**TO DO**.
From the line containing "basket shown above." down to the last line, set down each line exactly as it is, and nothing more. Leave the pictures out.

Begin EXCERPTED DATA

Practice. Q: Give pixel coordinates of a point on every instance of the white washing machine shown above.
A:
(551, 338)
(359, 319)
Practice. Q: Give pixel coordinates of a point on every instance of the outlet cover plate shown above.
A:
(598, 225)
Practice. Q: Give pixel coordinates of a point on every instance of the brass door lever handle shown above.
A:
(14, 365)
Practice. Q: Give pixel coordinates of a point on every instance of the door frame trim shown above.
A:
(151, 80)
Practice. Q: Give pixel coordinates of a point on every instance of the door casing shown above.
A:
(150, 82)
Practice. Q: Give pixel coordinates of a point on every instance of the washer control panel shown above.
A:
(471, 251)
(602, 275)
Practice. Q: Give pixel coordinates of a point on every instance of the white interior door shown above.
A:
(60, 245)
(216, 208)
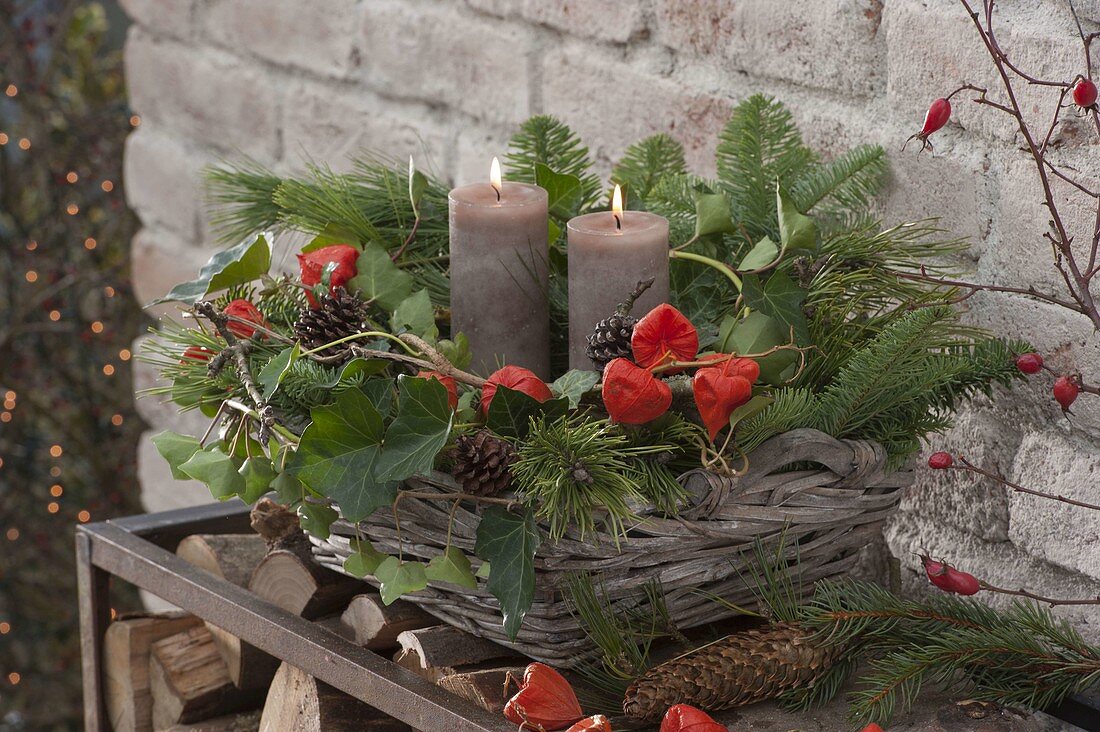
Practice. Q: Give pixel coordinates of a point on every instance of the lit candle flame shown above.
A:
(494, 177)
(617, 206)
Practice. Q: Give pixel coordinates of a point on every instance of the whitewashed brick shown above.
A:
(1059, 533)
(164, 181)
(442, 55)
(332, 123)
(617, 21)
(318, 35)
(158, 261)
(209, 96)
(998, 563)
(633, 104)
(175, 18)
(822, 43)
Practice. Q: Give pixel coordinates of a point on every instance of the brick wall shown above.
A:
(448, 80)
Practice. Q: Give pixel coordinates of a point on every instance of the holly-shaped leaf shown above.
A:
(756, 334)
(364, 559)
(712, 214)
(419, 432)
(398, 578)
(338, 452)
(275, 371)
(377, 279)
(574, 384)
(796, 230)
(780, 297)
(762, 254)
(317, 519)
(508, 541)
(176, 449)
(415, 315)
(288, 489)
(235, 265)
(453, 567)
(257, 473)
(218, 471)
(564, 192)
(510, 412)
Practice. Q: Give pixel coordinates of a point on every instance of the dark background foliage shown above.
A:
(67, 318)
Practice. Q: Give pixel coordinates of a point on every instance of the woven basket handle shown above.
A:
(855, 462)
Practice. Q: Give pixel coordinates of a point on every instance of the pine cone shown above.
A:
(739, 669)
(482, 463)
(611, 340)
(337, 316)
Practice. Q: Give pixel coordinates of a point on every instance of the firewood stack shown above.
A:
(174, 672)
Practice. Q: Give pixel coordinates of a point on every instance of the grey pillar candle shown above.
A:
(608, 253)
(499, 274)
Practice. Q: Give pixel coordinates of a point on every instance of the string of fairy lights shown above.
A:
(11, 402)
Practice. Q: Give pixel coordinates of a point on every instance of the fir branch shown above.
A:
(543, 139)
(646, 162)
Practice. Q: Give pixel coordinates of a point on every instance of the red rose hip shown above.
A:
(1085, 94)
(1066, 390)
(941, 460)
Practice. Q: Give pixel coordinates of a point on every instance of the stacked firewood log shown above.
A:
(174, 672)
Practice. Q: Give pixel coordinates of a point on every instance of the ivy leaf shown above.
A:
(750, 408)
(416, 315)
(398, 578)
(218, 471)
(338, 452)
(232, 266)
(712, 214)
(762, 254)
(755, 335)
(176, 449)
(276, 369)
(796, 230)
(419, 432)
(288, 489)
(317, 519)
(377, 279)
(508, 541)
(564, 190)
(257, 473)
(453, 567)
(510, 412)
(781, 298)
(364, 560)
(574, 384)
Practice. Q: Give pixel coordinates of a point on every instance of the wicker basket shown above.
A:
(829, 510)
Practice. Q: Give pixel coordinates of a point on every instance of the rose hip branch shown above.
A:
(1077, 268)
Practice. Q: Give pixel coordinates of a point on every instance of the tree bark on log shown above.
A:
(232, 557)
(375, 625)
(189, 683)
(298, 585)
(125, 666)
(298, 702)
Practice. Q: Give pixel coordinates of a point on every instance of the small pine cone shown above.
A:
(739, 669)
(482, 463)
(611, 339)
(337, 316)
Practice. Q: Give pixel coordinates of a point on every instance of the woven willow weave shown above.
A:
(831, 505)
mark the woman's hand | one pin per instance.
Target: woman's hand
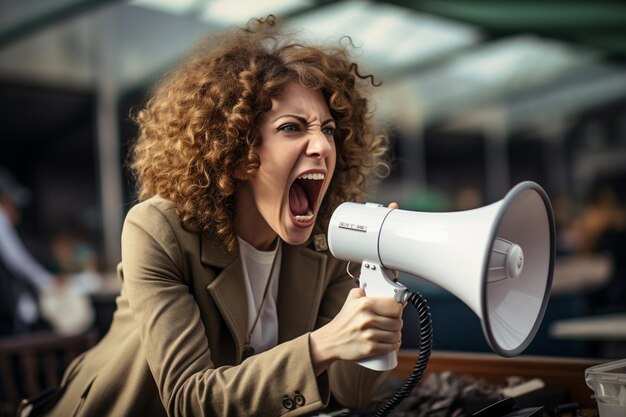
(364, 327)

End EXCERPTED DATA

**ANSWER TO THIS PROBLEM**.
Practice. Q: Give pixel coordinates of a point on every instance of the wicker basket shown above.
A:
(829, 510)
Practice. Q: Give pixel coordinates of a point on every instance of the rose hip branch shown above.
A:
(1077, 268)
Practice. Q: Give pixel coordinates of a point on every instance of the tree bark on log shown above.
A:
(232, 557)
(375, 625)
(189, 683)
(298, 585)
(125, 666)
(298, 702)
Practice. Q: Give pixel coordinates of a point on every instance of the small pine cone shown above.
A:
(739, 669)
(482, 463)
(611, 339)
(337, 316)
Practice. Q: Give pixel coordinates of a point on every instance of the woven willow weave shown above.
A:
(831, 505)
mark the woman's hand | one pin per instance.
Target: woman's hand
(364, 327)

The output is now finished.